----- Document segment -----
While a workplace holiday get together may be a good idea to thank employees for a job well done and encourage camaraderie and good cheer, a festive celebration may carry a number of risks from employers. From potential harassment claims to religious discrimination to the increased risk of drinking and driving, an employer must be careful and take specific precautions in order to protect itself. When planning a workplace holiday celebration keep these tips in mind.
Notify Employees that All Workplace Polices Are in Place
It is important for employers and supervisors to recognize that even though the holiday celebration may be outside of working hours or off the employer’s premises, all of the employer’s policies prohibiting discrimination, harassment and retaliation as well as those regarding employee dating and relationships, employee conduct and dress codes remain in effect.
Given the #MeToo era and the increasing number of harassment lawsuits, employers must be especially cautious about employee behavior and warn everyone about inappropriate conduct. What seems perfectly acceptable to one individual may be misinterpreted by another and very quickly escalate into a harassment claim. Everyone should be on their best behavior and engage in conduct that is proper and professional.
Make Sure Supervisors Set a Good Example
Supervisors should set a good example for the rest of the workforce by making sure to enforce the employer’s policies. Special attention should be paid to sexual harassment which may be more prevalent in a relaxed social atmosphere. Train management and supervisors to identify instances of inappropriate conduct and report this misconduct to HR, or the employer, so that violations may be addressed.
Supervisors also should stress to their team at all times that this is a work event, and employees should behave accordingly.
Be Careful with Alcohol and Substance Abuse
If an employer decides to serve or permit alcohol it is critical to take the appropriate precautions and monitor intake so employees do not become too intoxicated. It is best practice to designate a management employee to carefully watch employees and make sure they act appropriately.
Providing drink tickets and limiting the number of drinks is another option. Additionally, any employee who attempts to drive must be completely sober. If an intoxicated employees leave the party and has an accident, injuring themselves or a third party or property, the employer may be on the hook for negligence. To minimize risk, it may be a good idea to host an afternoon affair, a party not on a Friday night or host the event at an alternative venue, such as an ice skating rink, where employees are less likely to drink heavily.
Additionally, as more and more states legalize marijuana for both medical and recreational purposes, an employer should clearly communicate that use of marijuana or any other controlled substance while at a work-related holiday celebration is strictly prohibited as it may endanger employee safety and impair judgment.
Do Not Focus on Religion
When planning any holiday celebration, keep the tone light and festive and avoid overly religious symbols such as Christmas trees, nativity scenes and mistletoe when it comes to party decorations as well as overly religious music as this may lead to a religious discrimination or harassment claim. It is best to use non-religious winter symbols such as snowflakes, snowmen and sleds to ensure that all employees feel comfortable. It may also be a good idea to engage in team building activities that can mix it up and build camaraderie among different individuals who may not normally socialize.
-----
_What the exercise asks_
Answer these from the text on workplace holiday celebrations:
(a) What alternative venue does it give as an example of a place where employees are less likely to drink heavily?
(b) Which non-religious winter symbols does it recommend for decorations?
(c) Whom is it best practice to designate to watch employees when alcohol is served?
----- Dataset -----
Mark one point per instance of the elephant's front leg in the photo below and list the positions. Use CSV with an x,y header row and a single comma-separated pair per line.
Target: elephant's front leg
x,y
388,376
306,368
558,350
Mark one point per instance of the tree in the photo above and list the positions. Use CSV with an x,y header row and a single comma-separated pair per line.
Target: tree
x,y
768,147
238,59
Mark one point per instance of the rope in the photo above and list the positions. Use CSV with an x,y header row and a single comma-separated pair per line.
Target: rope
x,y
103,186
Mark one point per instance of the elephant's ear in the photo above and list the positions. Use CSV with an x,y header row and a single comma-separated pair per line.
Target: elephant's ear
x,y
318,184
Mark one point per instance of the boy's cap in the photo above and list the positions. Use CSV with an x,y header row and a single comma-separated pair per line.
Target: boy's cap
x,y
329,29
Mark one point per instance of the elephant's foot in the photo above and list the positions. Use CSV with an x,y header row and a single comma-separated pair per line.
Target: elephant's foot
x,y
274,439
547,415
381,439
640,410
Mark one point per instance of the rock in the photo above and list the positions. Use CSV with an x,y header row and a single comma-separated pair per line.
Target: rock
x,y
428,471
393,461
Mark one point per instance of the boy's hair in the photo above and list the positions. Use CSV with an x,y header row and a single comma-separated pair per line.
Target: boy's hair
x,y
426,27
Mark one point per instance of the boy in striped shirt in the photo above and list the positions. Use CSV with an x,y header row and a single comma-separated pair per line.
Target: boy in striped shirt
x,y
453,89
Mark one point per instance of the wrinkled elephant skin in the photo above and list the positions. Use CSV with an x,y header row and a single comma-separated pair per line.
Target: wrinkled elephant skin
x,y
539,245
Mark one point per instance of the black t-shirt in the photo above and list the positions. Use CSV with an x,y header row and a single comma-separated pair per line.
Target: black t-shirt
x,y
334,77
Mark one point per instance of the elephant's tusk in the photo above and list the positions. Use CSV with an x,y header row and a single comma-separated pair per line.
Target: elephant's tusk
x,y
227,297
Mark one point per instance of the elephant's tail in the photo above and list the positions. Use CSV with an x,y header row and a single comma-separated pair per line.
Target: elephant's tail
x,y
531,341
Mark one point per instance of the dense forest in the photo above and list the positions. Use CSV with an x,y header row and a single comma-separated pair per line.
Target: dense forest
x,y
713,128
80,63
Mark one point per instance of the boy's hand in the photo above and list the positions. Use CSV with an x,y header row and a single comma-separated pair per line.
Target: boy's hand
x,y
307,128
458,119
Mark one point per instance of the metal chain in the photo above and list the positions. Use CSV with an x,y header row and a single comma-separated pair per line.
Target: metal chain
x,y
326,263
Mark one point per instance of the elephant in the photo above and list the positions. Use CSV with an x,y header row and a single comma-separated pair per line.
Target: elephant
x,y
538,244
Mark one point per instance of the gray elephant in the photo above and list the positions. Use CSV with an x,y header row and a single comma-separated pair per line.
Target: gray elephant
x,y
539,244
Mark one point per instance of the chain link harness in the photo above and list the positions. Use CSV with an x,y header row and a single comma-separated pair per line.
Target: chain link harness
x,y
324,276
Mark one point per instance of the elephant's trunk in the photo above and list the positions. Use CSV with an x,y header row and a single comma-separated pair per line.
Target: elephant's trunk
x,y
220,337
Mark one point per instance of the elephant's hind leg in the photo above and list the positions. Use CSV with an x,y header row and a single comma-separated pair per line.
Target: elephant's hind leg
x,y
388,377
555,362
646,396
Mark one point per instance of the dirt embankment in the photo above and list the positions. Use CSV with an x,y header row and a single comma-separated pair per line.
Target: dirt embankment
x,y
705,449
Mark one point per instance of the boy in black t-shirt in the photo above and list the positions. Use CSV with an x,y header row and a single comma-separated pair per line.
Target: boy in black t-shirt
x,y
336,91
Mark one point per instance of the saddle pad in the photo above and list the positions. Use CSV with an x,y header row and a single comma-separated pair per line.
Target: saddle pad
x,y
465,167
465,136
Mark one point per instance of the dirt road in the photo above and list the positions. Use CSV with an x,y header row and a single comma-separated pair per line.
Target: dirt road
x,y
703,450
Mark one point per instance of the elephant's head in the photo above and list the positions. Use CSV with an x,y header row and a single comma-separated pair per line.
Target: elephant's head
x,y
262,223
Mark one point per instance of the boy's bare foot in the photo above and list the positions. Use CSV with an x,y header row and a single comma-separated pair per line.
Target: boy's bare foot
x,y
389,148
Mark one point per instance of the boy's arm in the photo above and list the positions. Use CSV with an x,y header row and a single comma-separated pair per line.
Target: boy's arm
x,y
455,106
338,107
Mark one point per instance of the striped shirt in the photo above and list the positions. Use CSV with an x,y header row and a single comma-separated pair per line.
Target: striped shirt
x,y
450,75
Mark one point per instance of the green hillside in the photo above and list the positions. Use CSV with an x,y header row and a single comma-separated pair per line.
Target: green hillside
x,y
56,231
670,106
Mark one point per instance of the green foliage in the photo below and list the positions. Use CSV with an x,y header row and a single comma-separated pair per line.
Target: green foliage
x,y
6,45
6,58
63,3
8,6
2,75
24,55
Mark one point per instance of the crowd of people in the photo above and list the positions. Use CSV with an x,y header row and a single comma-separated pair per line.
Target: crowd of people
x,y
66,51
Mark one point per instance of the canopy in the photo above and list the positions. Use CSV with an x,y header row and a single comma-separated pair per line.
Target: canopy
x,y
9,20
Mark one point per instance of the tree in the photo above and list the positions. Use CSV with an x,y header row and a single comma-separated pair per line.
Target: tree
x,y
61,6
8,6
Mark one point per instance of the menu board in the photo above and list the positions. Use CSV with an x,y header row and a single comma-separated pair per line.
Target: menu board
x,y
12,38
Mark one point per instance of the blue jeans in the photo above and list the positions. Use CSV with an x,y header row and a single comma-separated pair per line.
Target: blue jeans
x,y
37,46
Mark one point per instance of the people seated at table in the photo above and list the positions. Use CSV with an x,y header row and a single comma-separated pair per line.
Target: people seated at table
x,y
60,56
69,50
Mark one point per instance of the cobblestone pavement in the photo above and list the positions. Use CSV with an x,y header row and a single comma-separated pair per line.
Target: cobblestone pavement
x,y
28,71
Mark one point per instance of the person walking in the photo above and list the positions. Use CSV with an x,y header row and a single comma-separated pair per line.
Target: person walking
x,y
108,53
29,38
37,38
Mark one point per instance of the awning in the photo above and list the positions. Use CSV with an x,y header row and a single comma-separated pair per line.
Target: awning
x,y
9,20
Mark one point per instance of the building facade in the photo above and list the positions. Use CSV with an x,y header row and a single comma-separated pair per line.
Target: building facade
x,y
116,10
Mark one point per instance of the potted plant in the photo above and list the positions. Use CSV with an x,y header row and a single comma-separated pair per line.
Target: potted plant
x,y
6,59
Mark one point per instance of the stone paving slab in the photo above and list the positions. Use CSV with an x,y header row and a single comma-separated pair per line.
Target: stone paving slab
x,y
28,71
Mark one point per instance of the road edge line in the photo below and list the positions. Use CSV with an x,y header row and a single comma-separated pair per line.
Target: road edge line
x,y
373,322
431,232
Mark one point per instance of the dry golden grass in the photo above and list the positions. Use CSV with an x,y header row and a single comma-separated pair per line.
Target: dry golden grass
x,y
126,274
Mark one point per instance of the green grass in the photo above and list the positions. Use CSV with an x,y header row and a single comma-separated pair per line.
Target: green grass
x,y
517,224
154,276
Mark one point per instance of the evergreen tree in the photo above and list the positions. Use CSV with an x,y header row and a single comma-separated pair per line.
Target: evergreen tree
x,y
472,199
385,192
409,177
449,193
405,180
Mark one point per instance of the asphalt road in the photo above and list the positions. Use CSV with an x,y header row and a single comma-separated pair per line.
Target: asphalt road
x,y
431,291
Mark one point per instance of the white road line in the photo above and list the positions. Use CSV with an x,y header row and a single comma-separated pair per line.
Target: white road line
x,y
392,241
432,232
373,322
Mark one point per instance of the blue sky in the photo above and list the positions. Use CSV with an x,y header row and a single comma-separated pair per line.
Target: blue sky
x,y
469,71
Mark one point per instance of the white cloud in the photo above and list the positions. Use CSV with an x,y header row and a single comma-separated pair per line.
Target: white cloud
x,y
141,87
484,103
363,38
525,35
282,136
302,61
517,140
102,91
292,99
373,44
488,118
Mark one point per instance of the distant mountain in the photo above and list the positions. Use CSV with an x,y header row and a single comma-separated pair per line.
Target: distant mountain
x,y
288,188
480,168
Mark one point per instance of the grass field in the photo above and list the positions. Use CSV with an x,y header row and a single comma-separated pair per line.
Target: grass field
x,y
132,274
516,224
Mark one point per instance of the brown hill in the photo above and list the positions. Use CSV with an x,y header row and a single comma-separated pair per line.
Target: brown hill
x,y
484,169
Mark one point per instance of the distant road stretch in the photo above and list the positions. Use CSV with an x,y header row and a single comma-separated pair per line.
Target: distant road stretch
-----
----- Dataset -----
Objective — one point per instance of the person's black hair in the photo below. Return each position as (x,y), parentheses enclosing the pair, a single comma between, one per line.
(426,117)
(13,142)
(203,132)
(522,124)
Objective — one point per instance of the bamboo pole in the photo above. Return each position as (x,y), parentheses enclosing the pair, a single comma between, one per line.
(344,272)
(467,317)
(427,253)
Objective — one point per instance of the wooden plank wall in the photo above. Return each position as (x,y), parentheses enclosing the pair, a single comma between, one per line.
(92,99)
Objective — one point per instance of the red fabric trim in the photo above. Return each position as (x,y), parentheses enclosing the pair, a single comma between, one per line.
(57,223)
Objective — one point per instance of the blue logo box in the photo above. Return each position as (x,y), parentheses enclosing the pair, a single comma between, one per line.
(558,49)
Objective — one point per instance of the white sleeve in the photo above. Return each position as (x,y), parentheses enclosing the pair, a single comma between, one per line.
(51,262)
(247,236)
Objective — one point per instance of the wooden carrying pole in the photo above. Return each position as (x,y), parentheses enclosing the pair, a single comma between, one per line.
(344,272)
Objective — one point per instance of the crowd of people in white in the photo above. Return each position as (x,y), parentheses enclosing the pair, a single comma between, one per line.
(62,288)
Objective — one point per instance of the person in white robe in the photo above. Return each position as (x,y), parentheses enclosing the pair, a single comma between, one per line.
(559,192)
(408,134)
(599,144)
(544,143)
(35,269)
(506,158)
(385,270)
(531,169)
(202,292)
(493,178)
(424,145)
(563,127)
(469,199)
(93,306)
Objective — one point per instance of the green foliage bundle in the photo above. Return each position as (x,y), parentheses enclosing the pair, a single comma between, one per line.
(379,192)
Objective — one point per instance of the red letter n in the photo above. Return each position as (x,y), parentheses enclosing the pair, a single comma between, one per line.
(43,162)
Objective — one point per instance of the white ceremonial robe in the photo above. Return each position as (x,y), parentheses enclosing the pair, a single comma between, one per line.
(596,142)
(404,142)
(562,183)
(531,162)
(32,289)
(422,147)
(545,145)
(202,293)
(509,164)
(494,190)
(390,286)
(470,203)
-----
----- Dataset -----
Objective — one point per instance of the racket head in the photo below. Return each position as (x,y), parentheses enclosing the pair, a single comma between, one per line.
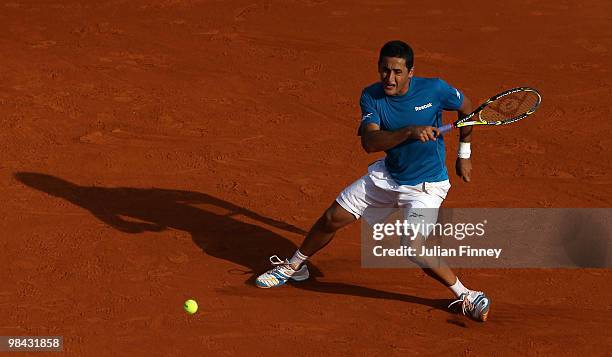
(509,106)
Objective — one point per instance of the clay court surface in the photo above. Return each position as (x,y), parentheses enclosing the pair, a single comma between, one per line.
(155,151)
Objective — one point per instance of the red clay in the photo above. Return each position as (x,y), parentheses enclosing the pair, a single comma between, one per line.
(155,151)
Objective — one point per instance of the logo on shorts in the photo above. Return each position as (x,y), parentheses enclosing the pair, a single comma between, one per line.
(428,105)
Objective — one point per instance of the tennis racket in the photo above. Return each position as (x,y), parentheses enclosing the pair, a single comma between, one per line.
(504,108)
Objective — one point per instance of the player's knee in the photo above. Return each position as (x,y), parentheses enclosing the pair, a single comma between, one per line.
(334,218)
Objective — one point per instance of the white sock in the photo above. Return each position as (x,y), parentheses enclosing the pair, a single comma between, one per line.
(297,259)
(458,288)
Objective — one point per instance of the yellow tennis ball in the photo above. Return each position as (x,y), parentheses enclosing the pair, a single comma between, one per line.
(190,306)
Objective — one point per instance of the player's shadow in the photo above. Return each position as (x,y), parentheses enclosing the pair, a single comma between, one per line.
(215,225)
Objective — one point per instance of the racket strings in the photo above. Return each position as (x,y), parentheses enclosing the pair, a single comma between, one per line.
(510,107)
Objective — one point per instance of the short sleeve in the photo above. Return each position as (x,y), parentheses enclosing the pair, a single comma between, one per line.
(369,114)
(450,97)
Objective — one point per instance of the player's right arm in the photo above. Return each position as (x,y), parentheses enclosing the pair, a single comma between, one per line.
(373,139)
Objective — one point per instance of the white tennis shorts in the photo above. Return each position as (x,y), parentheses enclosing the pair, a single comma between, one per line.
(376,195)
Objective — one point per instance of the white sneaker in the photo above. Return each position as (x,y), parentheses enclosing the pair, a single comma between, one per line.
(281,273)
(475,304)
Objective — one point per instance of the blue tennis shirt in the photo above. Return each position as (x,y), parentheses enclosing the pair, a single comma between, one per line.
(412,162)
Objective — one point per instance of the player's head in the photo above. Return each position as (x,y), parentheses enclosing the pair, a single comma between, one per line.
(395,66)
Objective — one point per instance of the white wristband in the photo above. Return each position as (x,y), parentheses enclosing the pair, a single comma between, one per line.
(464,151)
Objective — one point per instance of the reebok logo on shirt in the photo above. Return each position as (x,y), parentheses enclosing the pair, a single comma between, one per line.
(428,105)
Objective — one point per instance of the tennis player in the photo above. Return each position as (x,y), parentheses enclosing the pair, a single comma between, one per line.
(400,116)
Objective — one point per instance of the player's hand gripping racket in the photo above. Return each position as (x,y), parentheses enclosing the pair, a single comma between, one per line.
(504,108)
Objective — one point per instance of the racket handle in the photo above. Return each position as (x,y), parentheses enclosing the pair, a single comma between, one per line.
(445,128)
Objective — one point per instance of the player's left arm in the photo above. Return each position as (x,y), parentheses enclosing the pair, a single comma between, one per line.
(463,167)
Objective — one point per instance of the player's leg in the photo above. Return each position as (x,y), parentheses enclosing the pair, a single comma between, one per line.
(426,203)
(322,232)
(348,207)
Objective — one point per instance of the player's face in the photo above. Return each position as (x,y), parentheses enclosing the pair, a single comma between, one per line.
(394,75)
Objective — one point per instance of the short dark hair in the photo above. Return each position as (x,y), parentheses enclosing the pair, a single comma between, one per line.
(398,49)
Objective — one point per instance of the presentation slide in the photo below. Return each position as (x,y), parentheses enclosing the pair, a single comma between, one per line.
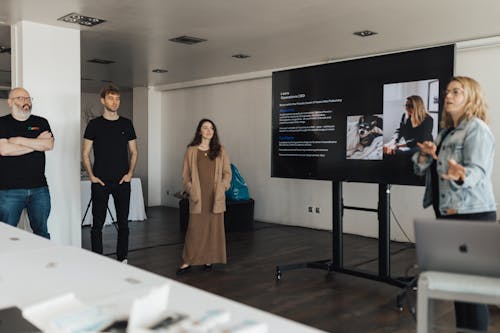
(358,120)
-----
_Solution_
(a) An ice skating rink.
(b) Snowflakes, snowmen and sleds.
(c) A management employee.